-- START Material provided --

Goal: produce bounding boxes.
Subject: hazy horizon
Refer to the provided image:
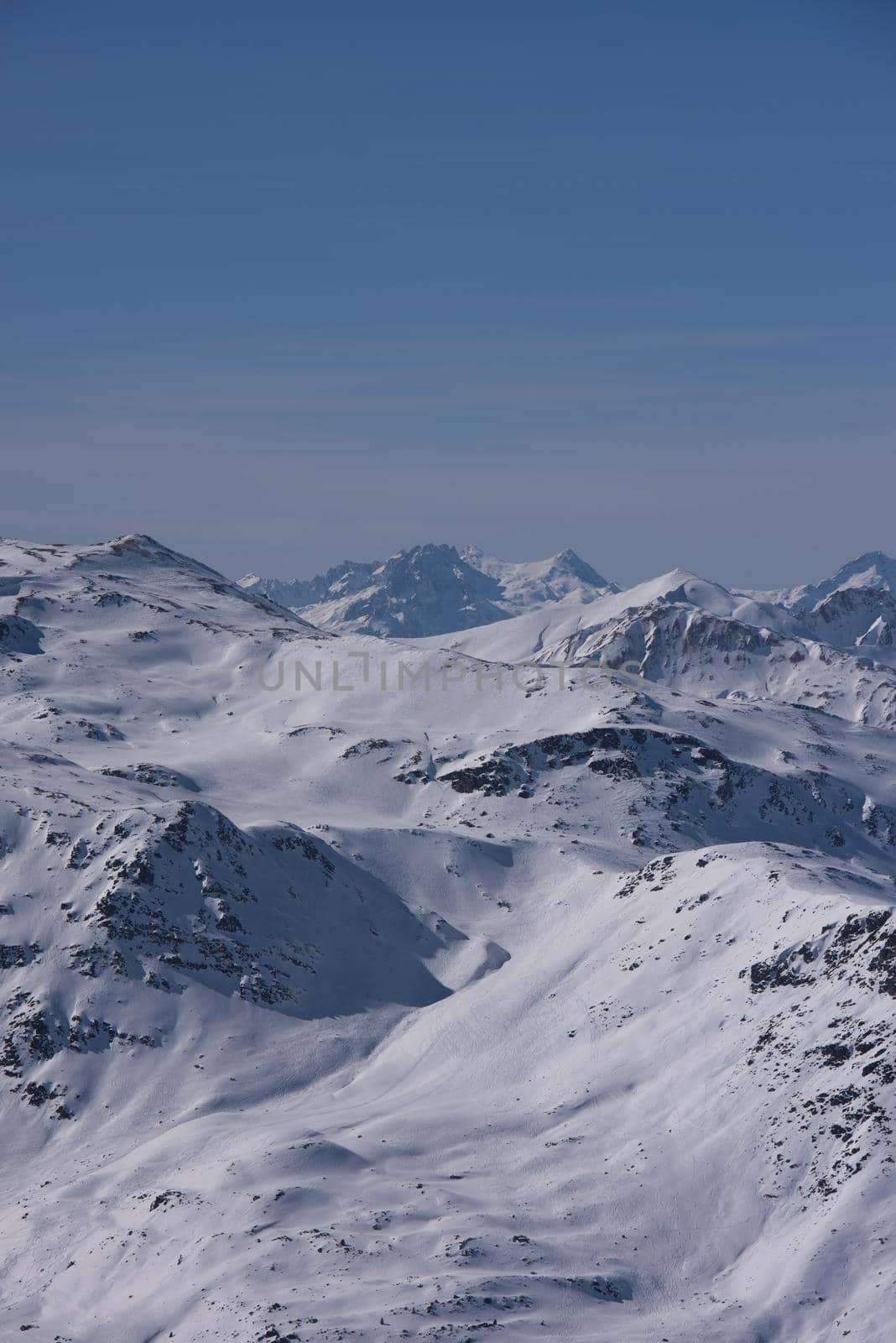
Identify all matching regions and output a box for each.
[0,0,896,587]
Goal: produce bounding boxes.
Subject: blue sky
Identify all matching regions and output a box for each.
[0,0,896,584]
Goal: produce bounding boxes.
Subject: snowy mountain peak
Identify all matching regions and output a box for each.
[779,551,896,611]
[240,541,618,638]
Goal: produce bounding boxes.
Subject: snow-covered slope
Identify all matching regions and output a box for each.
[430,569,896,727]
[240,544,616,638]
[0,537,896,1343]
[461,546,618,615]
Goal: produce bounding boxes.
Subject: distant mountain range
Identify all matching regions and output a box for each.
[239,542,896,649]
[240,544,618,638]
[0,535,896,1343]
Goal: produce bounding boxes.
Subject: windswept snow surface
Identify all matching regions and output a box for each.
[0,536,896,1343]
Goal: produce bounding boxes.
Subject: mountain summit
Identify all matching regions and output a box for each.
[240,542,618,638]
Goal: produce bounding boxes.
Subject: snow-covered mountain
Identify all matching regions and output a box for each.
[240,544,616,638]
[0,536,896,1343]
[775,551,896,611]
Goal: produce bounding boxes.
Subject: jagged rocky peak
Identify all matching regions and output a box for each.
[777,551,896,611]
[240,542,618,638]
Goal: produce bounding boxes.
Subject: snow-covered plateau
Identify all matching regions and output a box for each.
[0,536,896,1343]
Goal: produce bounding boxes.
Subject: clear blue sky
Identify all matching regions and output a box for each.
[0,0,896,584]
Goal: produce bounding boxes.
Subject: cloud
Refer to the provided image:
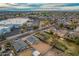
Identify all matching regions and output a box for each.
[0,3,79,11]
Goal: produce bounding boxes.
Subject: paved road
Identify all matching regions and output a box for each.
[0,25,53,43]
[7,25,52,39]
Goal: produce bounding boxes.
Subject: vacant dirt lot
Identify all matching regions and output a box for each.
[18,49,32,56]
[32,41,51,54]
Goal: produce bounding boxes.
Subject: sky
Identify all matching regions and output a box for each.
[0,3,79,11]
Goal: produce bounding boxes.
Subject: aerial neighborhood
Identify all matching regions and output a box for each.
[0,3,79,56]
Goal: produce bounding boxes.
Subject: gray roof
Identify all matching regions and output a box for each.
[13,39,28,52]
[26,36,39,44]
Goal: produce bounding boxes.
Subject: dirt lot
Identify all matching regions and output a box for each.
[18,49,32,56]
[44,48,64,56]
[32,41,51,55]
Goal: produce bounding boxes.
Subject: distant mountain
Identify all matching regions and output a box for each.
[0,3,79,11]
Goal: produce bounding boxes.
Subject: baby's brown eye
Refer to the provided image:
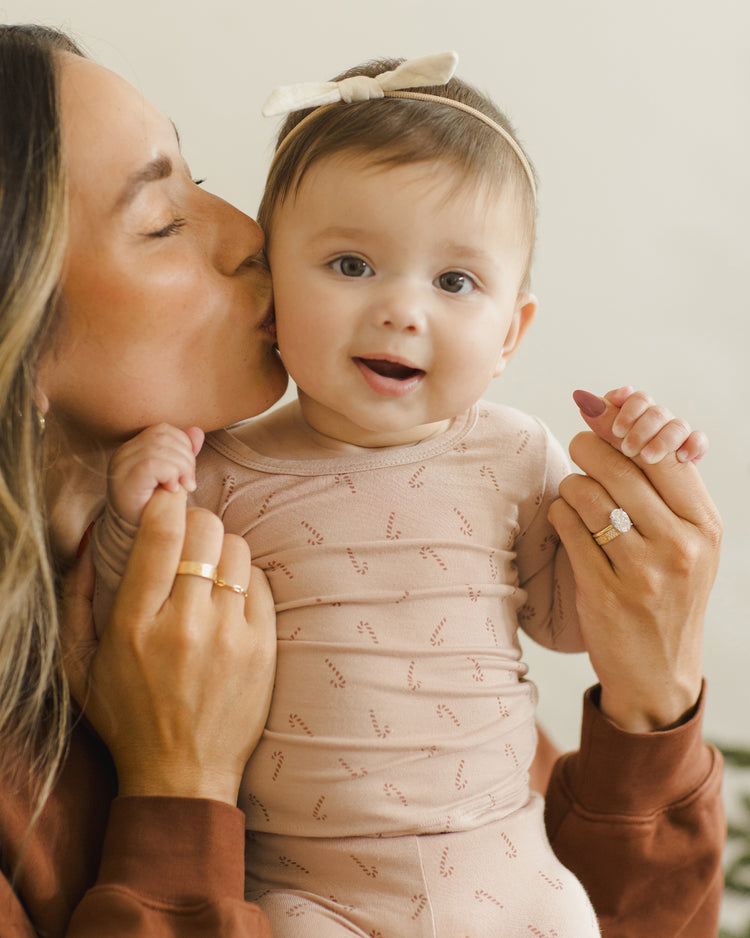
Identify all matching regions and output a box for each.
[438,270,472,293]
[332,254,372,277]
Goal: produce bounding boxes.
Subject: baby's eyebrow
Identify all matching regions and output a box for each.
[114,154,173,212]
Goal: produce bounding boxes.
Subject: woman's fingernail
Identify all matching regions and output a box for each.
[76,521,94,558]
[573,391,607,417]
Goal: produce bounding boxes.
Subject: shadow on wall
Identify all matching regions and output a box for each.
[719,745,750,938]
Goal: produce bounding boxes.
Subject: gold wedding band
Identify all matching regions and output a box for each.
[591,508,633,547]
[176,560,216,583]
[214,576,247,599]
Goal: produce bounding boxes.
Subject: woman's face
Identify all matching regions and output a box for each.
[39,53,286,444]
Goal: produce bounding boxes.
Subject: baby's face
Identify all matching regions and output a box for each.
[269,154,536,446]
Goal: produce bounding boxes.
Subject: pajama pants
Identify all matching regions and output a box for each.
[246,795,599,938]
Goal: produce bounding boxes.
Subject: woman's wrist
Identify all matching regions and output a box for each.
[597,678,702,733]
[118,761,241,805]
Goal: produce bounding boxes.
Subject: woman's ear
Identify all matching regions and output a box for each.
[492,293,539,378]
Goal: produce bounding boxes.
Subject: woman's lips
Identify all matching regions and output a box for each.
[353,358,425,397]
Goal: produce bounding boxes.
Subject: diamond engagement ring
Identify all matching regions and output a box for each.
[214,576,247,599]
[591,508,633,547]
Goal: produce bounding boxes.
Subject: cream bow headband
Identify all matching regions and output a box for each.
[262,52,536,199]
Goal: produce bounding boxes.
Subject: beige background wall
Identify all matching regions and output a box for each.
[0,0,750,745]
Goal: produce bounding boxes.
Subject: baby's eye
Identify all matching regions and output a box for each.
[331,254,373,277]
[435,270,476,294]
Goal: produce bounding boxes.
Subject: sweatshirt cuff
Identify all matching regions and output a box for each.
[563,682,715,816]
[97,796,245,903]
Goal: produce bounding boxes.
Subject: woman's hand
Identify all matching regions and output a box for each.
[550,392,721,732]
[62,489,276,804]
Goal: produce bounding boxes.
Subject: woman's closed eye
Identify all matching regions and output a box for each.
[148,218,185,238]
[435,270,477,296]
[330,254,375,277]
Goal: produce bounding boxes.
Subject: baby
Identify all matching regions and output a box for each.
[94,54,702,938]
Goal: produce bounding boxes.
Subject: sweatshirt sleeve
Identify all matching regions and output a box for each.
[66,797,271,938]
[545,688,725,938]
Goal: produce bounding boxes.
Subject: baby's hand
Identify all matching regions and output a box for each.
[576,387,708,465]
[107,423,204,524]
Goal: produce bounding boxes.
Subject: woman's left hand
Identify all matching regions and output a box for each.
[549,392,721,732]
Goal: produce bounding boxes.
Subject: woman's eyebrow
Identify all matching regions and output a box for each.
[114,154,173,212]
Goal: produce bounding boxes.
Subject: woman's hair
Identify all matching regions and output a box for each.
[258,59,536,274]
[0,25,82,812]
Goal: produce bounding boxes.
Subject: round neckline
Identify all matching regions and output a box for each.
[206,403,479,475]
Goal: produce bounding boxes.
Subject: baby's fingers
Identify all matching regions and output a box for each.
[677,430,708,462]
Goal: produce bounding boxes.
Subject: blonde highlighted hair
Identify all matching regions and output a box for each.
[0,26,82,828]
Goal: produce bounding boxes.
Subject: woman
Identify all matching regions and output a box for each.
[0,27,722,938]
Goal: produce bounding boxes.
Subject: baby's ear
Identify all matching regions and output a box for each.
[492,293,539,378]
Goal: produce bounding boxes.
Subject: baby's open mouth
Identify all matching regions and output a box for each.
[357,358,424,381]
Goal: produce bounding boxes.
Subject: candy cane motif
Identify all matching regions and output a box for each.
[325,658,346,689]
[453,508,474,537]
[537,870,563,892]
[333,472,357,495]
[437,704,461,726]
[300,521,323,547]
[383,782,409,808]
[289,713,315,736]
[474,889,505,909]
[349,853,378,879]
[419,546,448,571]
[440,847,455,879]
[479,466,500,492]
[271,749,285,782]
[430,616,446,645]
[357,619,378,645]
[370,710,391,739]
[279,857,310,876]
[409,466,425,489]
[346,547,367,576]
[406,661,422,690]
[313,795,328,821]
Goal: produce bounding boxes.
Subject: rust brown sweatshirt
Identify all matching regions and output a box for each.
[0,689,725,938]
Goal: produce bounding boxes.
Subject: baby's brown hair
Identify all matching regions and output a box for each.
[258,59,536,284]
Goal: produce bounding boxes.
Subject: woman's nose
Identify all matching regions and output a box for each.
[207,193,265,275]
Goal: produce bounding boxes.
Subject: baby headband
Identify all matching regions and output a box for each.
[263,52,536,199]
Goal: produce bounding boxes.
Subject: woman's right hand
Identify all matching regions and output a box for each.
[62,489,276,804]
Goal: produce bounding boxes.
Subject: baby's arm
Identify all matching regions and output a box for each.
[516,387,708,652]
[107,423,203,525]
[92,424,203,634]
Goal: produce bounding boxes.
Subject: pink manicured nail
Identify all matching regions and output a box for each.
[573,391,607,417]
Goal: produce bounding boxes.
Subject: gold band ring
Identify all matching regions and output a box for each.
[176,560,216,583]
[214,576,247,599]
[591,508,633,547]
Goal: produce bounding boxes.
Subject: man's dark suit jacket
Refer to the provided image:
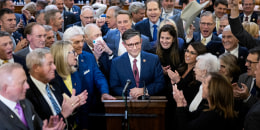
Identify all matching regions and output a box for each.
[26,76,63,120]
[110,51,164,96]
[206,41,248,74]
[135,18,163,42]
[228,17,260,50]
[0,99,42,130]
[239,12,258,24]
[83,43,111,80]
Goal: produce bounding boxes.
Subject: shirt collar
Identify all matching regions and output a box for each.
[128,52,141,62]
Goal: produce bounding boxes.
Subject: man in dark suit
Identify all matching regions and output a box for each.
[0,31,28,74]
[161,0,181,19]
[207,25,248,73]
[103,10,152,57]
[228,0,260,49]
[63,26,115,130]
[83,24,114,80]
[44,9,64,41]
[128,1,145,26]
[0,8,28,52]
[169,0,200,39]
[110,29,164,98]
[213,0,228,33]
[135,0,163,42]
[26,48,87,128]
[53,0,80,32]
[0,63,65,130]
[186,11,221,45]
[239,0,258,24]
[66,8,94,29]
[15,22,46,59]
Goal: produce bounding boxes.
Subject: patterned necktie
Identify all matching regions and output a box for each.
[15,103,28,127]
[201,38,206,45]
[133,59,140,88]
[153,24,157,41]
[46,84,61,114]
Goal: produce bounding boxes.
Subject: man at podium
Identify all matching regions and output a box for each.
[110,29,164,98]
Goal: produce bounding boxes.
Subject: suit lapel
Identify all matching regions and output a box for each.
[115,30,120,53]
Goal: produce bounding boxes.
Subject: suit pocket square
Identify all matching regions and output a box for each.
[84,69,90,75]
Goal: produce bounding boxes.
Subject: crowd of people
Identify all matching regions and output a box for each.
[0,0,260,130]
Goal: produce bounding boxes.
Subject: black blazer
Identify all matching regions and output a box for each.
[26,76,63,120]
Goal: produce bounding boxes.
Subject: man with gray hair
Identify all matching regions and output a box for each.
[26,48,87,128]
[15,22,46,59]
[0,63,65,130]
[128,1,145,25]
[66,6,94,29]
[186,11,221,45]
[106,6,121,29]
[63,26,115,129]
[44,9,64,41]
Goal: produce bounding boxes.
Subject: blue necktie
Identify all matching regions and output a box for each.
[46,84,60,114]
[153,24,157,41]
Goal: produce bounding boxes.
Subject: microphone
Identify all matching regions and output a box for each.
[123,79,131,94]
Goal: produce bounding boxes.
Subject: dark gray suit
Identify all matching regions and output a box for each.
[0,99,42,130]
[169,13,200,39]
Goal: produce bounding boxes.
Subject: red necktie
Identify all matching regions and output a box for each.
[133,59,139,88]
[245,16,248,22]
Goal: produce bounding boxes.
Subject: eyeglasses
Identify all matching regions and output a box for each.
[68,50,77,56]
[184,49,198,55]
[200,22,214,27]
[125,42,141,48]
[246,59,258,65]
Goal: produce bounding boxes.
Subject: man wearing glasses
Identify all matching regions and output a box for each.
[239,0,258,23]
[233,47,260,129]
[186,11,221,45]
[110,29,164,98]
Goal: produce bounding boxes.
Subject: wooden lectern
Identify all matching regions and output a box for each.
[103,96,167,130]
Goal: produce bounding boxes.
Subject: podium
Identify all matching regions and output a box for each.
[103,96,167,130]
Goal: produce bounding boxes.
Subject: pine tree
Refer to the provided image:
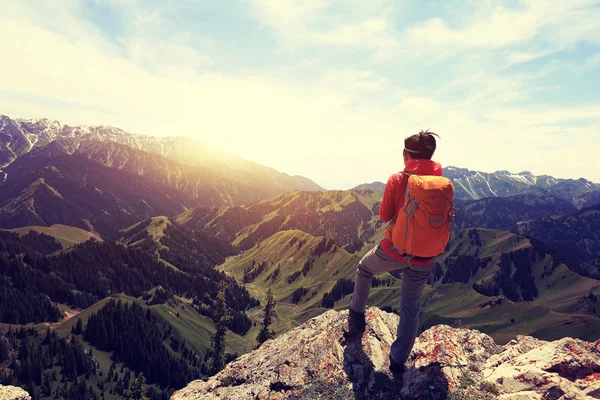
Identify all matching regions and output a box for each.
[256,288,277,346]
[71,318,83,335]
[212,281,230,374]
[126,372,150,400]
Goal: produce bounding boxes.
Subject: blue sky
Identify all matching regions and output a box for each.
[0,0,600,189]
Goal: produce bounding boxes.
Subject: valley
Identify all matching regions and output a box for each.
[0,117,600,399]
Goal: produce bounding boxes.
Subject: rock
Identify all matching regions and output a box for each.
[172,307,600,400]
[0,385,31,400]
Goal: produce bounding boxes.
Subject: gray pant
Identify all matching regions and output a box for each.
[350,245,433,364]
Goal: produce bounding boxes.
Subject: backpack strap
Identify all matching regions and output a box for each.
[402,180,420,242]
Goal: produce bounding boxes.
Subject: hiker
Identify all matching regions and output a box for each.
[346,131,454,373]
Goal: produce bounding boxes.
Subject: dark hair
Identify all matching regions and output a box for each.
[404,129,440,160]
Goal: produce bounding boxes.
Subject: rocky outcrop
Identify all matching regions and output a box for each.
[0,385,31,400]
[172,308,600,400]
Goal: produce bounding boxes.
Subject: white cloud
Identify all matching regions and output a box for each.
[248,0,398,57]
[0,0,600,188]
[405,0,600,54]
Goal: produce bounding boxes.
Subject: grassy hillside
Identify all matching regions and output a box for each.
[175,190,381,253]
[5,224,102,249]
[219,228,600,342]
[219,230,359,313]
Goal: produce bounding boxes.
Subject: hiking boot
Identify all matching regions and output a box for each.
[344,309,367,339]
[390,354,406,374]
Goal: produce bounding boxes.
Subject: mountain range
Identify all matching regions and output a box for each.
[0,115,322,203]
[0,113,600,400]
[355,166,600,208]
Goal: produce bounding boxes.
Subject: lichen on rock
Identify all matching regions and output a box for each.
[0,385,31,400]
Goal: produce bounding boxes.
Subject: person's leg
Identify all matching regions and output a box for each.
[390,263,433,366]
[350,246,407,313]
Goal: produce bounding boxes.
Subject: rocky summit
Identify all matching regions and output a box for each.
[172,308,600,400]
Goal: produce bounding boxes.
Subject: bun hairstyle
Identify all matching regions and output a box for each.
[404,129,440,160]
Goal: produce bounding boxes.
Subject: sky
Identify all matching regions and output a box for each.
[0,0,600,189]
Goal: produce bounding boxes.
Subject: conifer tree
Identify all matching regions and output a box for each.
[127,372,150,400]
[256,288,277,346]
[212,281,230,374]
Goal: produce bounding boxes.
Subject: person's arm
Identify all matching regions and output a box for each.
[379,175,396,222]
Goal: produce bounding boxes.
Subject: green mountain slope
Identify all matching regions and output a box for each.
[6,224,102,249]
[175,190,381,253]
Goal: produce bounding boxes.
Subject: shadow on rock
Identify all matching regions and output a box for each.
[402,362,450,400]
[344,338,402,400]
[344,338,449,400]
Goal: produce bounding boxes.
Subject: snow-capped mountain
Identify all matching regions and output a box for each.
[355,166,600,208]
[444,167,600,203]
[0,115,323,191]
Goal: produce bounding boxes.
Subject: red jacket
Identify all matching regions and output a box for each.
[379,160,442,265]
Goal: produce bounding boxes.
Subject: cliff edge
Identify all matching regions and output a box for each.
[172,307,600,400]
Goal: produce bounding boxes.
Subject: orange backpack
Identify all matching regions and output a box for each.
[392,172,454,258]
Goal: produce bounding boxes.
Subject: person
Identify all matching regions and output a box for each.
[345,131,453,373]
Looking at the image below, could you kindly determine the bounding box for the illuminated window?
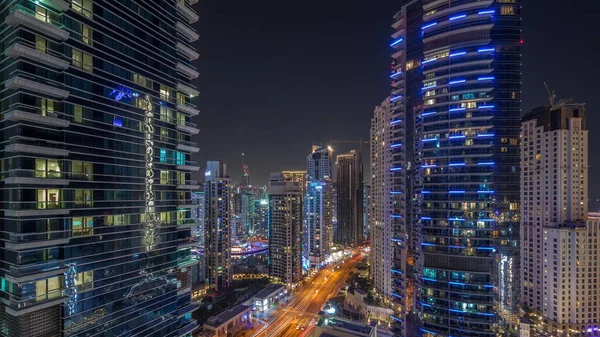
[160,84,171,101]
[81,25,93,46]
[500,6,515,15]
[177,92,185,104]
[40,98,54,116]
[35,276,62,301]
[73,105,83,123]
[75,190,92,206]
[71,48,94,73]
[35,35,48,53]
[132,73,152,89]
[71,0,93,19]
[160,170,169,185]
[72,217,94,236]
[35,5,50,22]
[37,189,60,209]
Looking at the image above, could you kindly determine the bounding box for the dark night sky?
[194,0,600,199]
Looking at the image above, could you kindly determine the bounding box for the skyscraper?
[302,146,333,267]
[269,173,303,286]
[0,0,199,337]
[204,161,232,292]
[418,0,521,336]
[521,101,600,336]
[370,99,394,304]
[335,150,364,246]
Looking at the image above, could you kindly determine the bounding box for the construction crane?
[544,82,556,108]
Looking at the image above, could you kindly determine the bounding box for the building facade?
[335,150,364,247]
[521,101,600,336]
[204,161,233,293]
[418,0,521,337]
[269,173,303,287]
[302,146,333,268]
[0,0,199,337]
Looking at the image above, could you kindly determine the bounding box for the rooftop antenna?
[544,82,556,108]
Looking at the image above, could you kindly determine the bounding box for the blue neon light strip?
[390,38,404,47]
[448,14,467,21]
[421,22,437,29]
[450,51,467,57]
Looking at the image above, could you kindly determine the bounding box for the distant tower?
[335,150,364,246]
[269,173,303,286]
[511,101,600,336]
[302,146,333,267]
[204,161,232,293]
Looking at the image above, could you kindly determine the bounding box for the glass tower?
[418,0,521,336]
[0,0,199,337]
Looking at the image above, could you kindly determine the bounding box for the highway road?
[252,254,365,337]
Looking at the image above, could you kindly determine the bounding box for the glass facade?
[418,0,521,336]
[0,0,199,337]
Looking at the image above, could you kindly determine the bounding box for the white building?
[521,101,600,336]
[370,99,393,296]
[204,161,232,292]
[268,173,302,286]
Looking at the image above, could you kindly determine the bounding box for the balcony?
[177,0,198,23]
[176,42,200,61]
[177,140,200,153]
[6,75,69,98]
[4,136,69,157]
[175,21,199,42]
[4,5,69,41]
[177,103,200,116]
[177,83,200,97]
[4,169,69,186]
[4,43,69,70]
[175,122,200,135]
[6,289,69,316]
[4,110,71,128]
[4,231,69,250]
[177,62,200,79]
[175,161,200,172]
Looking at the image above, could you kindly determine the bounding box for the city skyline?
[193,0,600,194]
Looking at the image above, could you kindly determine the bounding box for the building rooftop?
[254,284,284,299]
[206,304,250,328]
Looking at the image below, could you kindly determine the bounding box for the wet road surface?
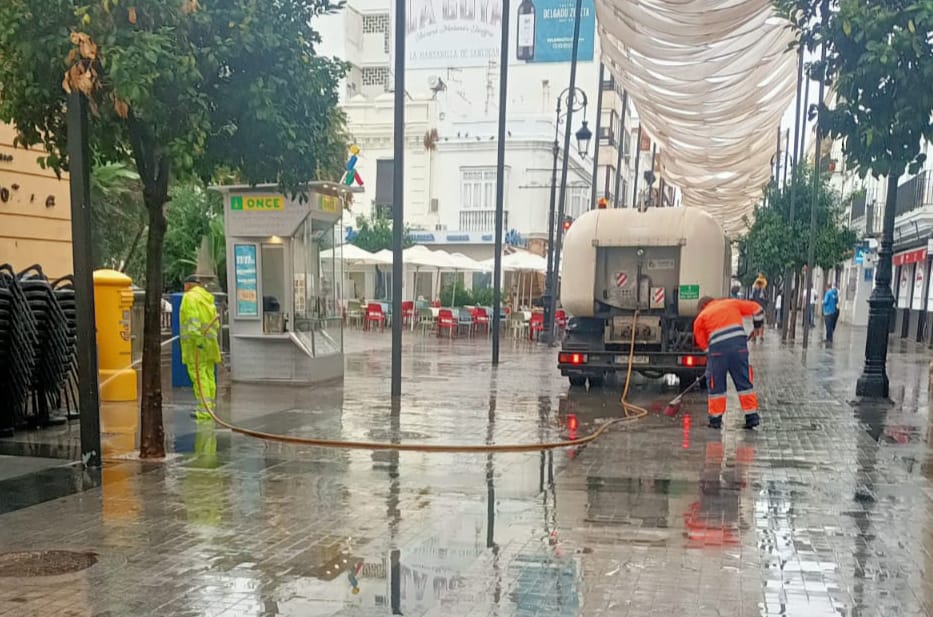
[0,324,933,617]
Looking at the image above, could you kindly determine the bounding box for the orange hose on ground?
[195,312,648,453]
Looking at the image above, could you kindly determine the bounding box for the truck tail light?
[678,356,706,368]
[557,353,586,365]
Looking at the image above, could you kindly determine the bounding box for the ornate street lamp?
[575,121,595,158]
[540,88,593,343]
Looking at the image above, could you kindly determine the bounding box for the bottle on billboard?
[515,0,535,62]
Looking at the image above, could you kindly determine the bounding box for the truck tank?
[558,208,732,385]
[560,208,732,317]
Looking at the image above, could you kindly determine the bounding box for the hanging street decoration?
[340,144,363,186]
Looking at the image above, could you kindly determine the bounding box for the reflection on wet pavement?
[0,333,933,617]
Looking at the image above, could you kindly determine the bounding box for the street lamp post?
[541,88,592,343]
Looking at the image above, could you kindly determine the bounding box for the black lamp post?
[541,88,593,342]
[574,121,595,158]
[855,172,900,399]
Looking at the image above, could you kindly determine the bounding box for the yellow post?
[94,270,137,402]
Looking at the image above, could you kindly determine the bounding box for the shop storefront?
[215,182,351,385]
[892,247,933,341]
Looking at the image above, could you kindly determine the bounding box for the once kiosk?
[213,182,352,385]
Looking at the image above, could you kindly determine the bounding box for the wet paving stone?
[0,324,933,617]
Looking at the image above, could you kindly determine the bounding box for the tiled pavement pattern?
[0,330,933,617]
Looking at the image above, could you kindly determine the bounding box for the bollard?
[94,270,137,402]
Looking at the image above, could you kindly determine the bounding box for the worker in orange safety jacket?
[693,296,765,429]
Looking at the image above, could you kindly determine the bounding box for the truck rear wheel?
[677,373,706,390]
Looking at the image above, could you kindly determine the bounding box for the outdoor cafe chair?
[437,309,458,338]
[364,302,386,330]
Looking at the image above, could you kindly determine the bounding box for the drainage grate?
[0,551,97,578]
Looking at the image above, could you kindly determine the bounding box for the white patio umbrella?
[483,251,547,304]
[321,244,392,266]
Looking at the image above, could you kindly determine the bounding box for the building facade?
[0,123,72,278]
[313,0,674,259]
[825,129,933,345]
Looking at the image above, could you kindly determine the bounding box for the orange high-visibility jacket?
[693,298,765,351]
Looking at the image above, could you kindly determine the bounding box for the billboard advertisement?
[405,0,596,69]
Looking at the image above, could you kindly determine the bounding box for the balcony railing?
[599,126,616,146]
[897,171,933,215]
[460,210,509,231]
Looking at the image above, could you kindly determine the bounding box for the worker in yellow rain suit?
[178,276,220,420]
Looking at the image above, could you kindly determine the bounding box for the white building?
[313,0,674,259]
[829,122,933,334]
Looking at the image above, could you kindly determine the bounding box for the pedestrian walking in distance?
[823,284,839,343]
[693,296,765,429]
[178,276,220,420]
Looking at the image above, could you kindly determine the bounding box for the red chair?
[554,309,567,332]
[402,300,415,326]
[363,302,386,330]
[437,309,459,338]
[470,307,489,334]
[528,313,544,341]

-- END Material provided --

Could you retype the lines from the very first one through the line containing "[0,535,896,1343]", both ends included, without the pictures?

__Response__.
Goal: produce bounding boxes.
Subject: hazy horizon
Refer to the provided image:
Identify all matching regions and output a box for each.
[0,0,896,587]
Goal: produce bounding boxes.
Subject: blue sky
Identify all matching regions and output a box for each.
[0,0,896,584]
Goal: produce bounding boxes.
Subject: snowy mountain peak
Identify all matching regions and output a box for each.
[779,551,896,611]
[240,541,618,638]
Goal: produce bounding boxes.
Subject: snow-covered slope
Identify all matching regions and output a box for each.
[430,569,896,727]
[240,544,616,638]
[0,537,896,1343]
[461,546,618,615]
Goal: produce bounding boxes.
Subject: distant mountain range
Identify all matching regions and output a box for each.
[239,542,896,649]
[240,544,618,638]
[0,535,896,1343]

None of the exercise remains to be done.